[Referring expression data]
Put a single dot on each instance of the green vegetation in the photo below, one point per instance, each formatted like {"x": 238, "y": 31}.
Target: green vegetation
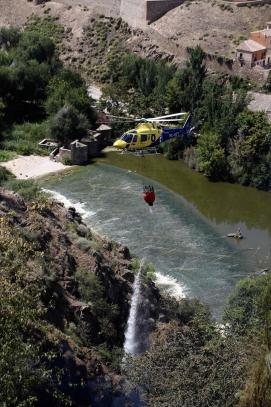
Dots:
{"x": 34, "y": 83}
{"x": 192, "y": 364}
{"x": 233, "y": 144}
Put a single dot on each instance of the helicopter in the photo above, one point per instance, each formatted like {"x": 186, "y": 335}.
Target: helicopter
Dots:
{"x": 151, "y": 132}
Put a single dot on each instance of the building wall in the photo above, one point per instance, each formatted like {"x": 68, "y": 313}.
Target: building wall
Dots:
{"x": 157, "y": 8}
{"x": 139, "y": 13}
{"x": 79, "y": 153}
{"x": 134, "y": 12}
{"x": 259, "y": 37}
{"x": 246, "y": 57}
{"x": 110, "y": 8}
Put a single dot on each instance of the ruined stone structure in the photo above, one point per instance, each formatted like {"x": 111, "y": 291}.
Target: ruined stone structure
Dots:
{"x": 137, "y": 13}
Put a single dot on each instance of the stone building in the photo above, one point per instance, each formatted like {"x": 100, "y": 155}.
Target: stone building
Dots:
{"x": 257, "y": 49}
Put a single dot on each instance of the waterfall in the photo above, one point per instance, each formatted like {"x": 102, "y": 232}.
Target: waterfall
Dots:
{"x": 131, "y": 344}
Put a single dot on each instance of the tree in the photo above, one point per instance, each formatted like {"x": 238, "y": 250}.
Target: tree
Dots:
{"x": 184, "y": 91}
{"x": 250, "y": 150}
{"x": 35, "y": 46}
{"x": 68, "y": 88}
{"x": 9, "y": 37}
{"x": 68, "y": 125}
{"x": 211, "y": 156}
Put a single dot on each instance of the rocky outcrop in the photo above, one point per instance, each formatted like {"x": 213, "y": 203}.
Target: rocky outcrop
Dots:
{"x": 85, "y": 285}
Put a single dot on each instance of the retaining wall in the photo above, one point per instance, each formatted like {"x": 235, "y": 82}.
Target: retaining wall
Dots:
{"x": 157, "y": 8}
{"x": 139, "y": 13}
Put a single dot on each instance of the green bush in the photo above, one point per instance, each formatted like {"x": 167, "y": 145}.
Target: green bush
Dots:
{"x": 24, "y": 138}
{"x": 6, "y": 155}
{"x": 5, "y": 175}
{"x": 28, "y": 189}
{"x": 211, "y": 156}
{"x": 68, "y": 124}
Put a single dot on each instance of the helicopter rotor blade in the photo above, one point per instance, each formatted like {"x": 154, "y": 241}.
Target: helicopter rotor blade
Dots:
{"x": 166, "y": 116}
{"x": 165, "y": 120}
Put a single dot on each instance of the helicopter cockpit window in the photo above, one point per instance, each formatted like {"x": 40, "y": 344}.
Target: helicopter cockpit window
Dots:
{"x": 127, "y": 137}
{"x": 144, "y": 137}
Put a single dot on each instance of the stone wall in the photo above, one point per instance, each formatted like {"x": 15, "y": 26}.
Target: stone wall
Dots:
{"x": 134, "y": 12}
{"x": 79, "y": 153}
{"x": 110, "y": 8}
{"x": 139, "y": 13}
{"x": 157, "y": 8}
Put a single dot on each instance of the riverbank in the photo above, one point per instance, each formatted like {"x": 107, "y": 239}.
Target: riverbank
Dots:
{"x": 33, "y": 166}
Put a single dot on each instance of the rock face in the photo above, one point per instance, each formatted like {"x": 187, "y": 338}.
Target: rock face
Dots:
{"x": 85, "y": 285}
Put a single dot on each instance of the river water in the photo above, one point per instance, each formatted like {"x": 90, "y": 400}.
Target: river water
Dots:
{"x": 184, "y": 235}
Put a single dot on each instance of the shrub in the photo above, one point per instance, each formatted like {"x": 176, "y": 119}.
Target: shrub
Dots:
{"x": 6, "y": 155}
{"x": 24, "y": 138}
{"x": 28, "y": 189}
{"x": 68, "y": 125}
{"x": 211, "y": 156}
{"x": 9, "y": 37}
{"x": 5, "y": 175}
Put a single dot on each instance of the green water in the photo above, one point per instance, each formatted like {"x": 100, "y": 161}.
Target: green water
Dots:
{"x": 184, "y": 235}
{"x": 227, "y": 206}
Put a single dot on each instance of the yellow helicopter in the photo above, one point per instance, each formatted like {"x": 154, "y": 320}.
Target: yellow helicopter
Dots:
{"x": 151, "y": 132}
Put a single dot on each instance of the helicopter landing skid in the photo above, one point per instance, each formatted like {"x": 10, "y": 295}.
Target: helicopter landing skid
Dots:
{"x": 140, "y": 153}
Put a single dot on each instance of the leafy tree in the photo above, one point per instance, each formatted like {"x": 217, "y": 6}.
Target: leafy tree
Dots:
{"x": 211, "y": 156}
{"x": 9, "y": 37}
{"x": 68, "y": 125}
{"x": 35, "y": 46}
{"x": 267, "y": 85}
{"x": 250, "y": 150}
{"x": 189, "y": 368}
{"x": 184, "y": 91}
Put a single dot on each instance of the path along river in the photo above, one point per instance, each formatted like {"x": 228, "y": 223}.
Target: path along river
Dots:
{"x": 184, "y": 236}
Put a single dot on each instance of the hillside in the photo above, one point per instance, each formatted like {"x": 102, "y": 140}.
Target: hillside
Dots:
{"x": 217, "y": 26}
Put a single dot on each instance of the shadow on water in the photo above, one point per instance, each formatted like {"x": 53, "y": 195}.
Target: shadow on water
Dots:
{"x": 190, "y": 254}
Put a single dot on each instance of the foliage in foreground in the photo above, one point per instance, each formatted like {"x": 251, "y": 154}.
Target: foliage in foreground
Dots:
{"x": 193, "y": 365}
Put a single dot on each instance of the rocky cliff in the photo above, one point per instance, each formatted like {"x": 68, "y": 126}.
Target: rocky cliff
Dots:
{"x": 72, "y": 290}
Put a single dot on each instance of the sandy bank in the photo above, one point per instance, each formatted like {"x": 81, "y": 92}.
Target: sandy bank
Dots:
{"x": 27, "y": 167}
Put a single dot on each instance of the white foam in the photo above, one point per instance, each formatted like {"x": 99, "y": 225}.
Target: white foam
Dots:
{"x": 170, "y": 285}
{"x": 130, "y": 343}
{"x": 80, "y": 207}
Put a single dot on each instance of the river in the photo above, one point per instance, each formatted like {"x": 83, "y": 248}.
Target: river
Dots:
{"x": 184, "y": 235}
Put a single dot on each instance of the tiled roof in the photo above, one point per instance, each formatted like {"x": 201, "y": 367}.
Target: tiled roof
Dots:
{"x": 250, "y": 46}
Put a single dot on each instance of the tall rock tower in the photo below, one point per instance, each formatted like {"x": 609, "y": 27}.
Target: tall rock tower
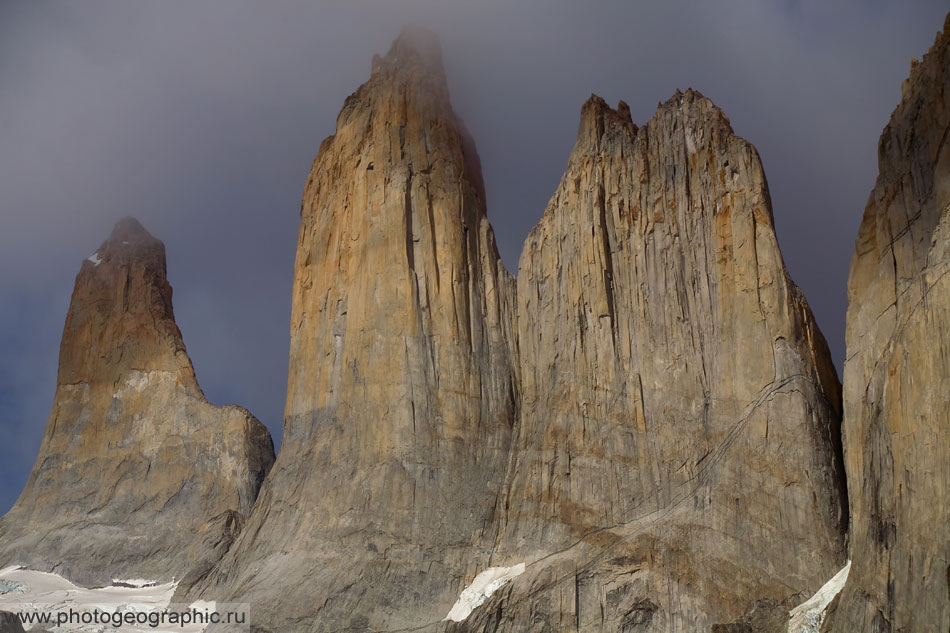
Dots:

▸ EXERCISE BRIEF: Could every line above be set down exactly, with the pictures omitted?

▸ TASK RESULT:
Put a single dot on each instance of the green vegetation in the photo below, one point per instance, each formatted like {"x": 238, "y": 31}.
Target: green vegetation
Dots:
{"x": 34, "y": 83}
{"x": 192, "y": 364}
{"x": 233, "y": 144}
Put a single dot on each instance of the helicopter in the photo above, one point per instance, each formatted like {"x": 186, "y": 335}.
Target: helicopter
Dots:
{"x": 151, "y": 132}
Put a single dot on each instance of the building wall in the photo above, one point per instance, each formatted like {"x": 68, "y": 313}.
Target: building wall
Dots:
{"x": 157, "y": 8}
{"x": 139, "y": 13}
{"x": 79, "y": 153}
{"x": 134, "y": 12}
{"x": 259, "y": 37}
{"x": 246, "y": 57}
{"x": 110, "y": 8}
Put a single dot on each instance of the ruined stone structure in the photo above, one point per instance, each formatted like {"x": 111, "y": 291}.
Target: ruined stone structure
Dots:
{"x": 137, "y": 13}
Put a single dot on each instance of the stone building in the photo above, one point per instance, each formatted like {"x": 100, "y": 155}.
Target: stone building
Dots:
{"x": 257, "y": 49}
Put a single dot on each instance of the waterfall in the photo above, one point per instance, each formatted like {"x": 102, "y": 232}.
Target: waterfall
Dots:
{"x": 131, "y": 344}
Put a single dot on each instance of the tree in the photo above, one point per instance, each formatted like {"x": 238, "y": 250}.
Target: tree
Dots:
{"x": 184, "y": 91}
{"x": 250, "y": 150}
{"x": 35, "y": 46}
{"x": 68, "y": 88}
{"x": 9, "y": 37}
{"x": 68, "y": 125}
{"x": 211, "y": 156}
Put a single dot on each instance of the rocky outcrop in the photo above, one point per instance, each formatted like {"x": 213, "y": 203}.
Target: rocky outcrop
Dots:
{"x": 85, "y": 285}
Put a single dot on each instance of the retaining wall in the photo above, one point per instance, each formatted like {"x": 235, "y": 82}.
Target: retaining wall
Dots:
{"x": 157, "y": 8}
{"x": 139, "y": 13}
Put a single dot on each instance of the green bush in the photo above, one point per instance, each formatted like {"x": 167, "y": 145}.
Target: green bush
Dots:
{"x": 24, "y": 138}
{"x": 6, "y": 155}
{"x": 5, "y": 175}
{"x": 28, "y": 189}
{"x": 211, "y": 156}
{"x": 68, "y": 124}
Put a single dot on each instance of the helicopter rotor blade in the photo above, one point per instance, each formatted like {"x": 154, "y": 241}.
Target: helicopter rotor blade
Dots:
{"x": 166, "y": 116}
{"x": 165, "y": 120}
Put a single dot on each instance of the helicopter cockpit window in the photo above, one point per instance, each formatted like {"x": 40, "y": 344}.
Target: helicopter cockpit window
Dots:
{"x": 127, "y": 137}
{"x": 144, "y": 137}
Put a single dot on each instance of the stone wall in the photo above, one point per instance, each formatted like {"x": 15, "y": 26}.
Target: stone wall
Dots:
{"x": 134, "y": 12}
{"x": 79, "y": 153}
{"x": 110, "y": 8}
{"x": 139, "y": 13}
{"x": 157, "y": 8}
Put a single dot on each instance of the riverbank in the photo above, one point per instance, each formatted like {"x": 107, "y": 239}.
Target: riverbank
Dots:
{"x": 33, "y": 166}
Put a single dot on each instance of the rock face in the photo above, one point per instance, each formatted like {"x": 187, "y": 338}.
Target: rock face
Dots:
{"x": 85, "y": 285}
Put a single dot on each instance of the river water in the photo above, one point per instance, each formatted like {"x": 90, "y": 400}.
Target: river water
Dots:
{"x": 184, "y": 235}
Put a single dot on each instance of the shrub in the photo above, one point per instance, each formatted like {"x": 176, "y": 119}.
Target: shrub
Dots:
{"x": 6, "y": 155}
{"x": 24, "y": 138}
{"x": 28, "y": 189}
{"x": 68, "y": 125}
{"x": 211, "y": 156}
{"x": 9, "y": 37}
{"x": 5, "y": 175}
Put a single dot on each instance of the green water in the photo above, one point per instance, each formatted like {"x": 100, "y": 161}.
Target: green water
Dots:
{"x": 184, "y": 235}
{"x": 227, "y": 206}
Put a single dot on each instance of the yellow helicopter in the photo above, one point per instance, each formatted like {"x": 154, "y": 320}.
Target: yellow helicopter
Dots:
{"x": 151, "y": 132}
Put a single dot on each instance of the helicopter landing skid in the photo above, one point per instance, each formatted like {"x": 10, "y": 295}.
Target: helicopter landing skid
Dots:
{"x": 140, "y": 153}
Put a single dot on each instance of the leafy tree in the photo above, one point per instance, each formatted like {"x": 217, "y": 6}.
Target: leafy tree
Dots:
{"x": 211, "y": 156}
{"x": 9, "y": 37}
{"x": 68, "y": 125}
{"x": 35, "y": 46}
{"x": 267, "y": 85}
{"x": 250, "y": 150}
{"x": 189, "y": 368}
{"x": 184, "y": 91}
Put a single dot on each instance of the path along river in the photo above, one point per instance, each formatted like {"x": 228, "y": 223}.
Target: path along river
Dots:
{"x": 184, "y": 236}
Put a single dot on each instance of the hillside in the photo above, one point per instance, each formatted like {"x": 102, "y": 140}.
Target: hillside
Dots:
{"x": 217, "y": 26}
Put a single dot on each instance of the shadow on water in the photo above, one point per instance, each formatted like {"x": 53, "y": 195}.
Target: shadow on water
Dots:
{"x": 190, "y": 254}
Put a single dot on each instance of the foliage in foreground in the photo above, one point per instance, each formatted like {"x": 251, "y": 154}.
Target: foliage in foreground
Dots:
{"x": 193, "y": 365}
Put a single dot on each instance of the rocky cliff in the photo above, one point per instance, each formatted like {"x": 68, "y": 126}.
Target: rocky cliff
Dots:
{"x": 72, "y": 290}
Put a single dot on each instance of the sandy bank in the photo above, one point per instance, each formatted like {"x": 81, "y": 92}.
Target: sandy bank
Dots:
{"x": 27, "y": 167}
Put a single dot on each instance of the white foam in the photo above, one point per instance, each formatted like {"x": 99, "y": 225}.
Target: white foam
Dots:
{"x": 170, "y": 285}
{"x": 130, "y": 343}
{"x": 80, "y": 207}
Put a single dot on each instance of the river in the photo above, one point per instance, each formatted like {"x": 83, "y": 248}.
Target: river
Dots:
{"x": 184, "y": 235}
Put a single dot on each instance of the tiled roof in the photo above, one point per instance, each formatted like {"x": 201, "y": 367}.
Target: tiled roof
Dots:
{"x": 250, "y": 46}
Put a single dot on each instance of the tall rock tower in the photo below, one point per instance, each formatted like {"x": 609, "y": 27}.
Target: tall rock tower
Dots:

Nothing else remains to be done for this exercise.